Return every line of the material below that contains the string "cloud", copied in full and in its original order.

- - -

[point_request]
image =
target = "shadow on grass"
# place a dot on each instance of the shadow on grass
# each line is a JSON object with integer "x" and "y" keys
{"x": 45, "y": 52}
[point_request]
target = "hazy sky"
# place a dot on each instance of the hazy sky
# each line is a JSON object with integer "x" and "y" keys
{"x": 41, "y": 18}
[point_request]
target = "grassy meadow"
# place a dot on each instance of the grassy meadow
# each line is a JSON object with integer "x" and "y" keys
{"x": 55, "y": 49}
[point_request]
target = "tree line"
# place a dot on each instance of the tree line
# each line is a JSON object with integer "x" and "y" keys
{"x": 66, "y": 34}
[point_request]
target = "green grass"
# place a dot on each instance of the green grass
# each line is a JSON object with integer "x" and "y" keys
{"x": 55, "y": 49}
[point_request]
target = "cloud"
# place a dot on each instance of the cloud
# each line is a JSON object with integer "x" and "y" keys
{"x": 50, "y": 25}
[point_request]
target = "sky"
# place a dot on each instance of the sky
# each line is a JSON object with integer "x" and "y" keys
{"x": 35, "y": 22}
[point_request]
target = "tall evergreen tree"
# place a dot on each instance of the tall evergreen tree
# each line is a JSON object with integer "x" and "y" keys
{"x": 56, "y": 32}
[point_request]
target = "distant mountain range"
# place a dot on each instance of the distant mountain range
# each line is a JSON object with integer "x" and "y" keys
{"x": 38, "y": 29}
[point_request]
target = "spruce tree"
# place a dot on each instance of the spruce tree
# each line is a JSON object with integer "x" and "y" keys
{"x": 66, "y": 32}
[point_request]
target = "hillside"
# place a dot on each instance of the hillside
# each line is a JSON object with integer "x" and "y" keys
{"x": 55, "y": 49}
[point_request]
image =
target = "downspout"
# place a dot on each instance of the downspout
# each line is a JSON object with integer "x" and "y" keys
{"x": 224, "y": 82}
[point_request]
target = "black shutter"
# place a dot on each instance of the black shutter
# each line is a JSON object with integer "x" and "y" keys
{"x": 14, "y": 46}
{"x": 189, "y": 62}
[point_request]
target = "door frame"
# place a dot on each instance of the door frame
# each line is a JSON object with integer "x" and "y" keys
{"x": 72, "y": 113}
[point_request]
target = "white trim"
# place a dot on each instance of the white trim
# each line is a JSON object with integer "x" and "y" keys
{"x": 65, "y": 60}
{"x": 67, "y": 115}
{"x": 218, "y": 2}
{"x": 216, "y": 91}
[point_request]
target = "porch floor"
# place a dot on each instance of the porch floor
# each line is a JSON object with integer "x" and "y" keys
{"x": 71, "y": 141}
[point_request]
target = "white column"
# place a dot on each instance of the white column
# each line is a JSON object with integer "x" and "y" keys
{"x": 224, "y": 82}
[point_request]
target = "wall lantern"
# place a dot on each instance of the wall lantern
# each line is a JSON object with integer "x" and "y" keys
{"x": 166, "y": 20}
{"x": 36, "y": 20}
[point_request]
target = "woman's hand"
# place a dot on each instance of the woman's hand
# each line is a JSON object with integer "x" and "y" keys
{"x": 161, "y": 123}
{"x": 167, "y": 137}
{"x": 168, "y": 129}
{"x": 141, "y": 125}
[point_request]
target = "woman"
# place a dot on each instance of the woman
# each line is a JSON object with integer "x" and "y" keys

- - -

Written solution:
target = "cloud"
# place a dot on each instance of the cloud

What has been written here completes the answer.